### [EXCERPTED RECORDS]

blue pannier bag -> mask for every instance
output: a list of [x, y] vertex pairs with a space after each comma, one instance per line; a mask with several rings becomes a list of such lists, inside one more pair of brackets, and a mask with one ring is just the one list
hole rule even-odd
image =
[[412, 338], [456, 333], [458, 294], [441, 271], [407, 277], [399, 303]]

### [EXERCISE TASK]
Copy out all of the records above, line for line, with nothing changed.

### [TASK OUTPUT]
blue pannier bag -> mask for every instance
output: a list of [x, y] vertex pairs with a space after each comma, one instance per line; a mask with several rings becomes a list of such lists, inside one more pair of brackets, and a mask with one ring is just the one list
hole rule even-odd
image =
[[412, 338], [456, 333], [458, 294], [441, 271], [407, 277], [399, 303]]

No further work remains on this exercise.